Can you render every line of the records below as a JSON list of strings, with one string per line and blank lines omitted? Leave the pictures out.

(Dataset excerpts on object pointing)
———

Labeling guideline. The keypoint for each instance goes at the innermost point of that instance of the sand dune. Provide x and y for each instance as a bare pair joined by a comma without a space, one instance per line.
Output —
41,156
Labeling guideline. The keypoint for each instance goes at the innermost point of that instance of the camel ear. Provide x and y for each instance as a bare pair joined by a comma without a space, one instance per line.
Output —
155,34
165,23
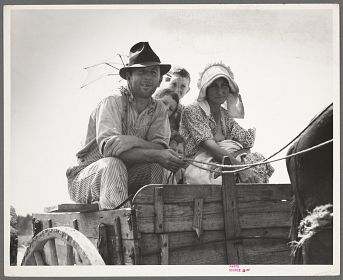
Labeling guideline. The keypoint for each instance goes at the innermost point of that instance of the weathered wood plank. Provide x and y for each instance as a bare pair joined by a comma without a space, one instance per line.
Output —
204,254
71,207
197,220
266,252
234,250
164,245
118,252
212,193
254,251
158,209
180,217
70,255
176,240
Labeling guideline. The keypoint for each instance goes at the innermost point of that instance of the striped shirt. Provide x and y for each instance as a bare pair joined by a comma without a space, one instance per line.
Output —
116,115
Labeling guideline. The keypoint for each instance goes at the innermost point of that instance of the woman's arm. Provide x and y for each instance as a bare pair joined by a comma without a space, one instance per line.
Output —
246,176
217,152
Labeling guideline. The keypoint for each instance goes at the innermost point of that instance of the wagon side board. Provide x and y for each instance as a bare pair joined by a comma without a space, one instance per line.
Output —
263,212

———

• Task response:
[
  "Labeling guideline. The keypoint for each instance goes at the innermost point of that instance of the sand dune. Provide x and y for each instance as a bare pair joined by a comma without a space, one instance per line.",
  "Output —",
  "41,156",
  "Labeling guideline. The keypoint for each instance goes at the innermost point of that instance of the camel ear. Provide x and y for each instance as a bare pair joined by a comma without a space, one instance per line.",
  "Output —",
  "155,34",
  "165,23",
  "Labeling guideline. The keypoint for each instance goes at the innermost point of that instance of the weathered wood plank. Provide x and y for each instance as a bare pair joined by a comma without a space, one instance per line.",
  "Output —",
  "204,254",
  "71,207",
  "197,220",
  "266,252",
  "234,250",
  "164,245",
  "118,252",
  "212,193",
  "254,251",
  "158,209",
  "180,217",
  "70,255",
  "176,240",
  "Labeling guideline. The keypoint for each instance goes at the innermost point of that instance of the striped shirt. Provide x and y for each instance as a bare pair joined by a comma without a space, one instance per line.",
  "Output —",
  "116,115",
  "Labeling guideline. The keypoint for each instance goes at the innermost point of that instance of the woman's arm. Provide x and y for each instance as a bare pair joined by a comma without a space, one instance per line.",
  "Output —",
  "246,176",
  "217,152",
  "Labeling guideline. The keypoint for each instance goes at the innermost point of that instance of the wagon side board. Provide x and y for each instance as a bare pair joined by a comma without a space, one instance per line.",
  "Output —",
  "263,212"
]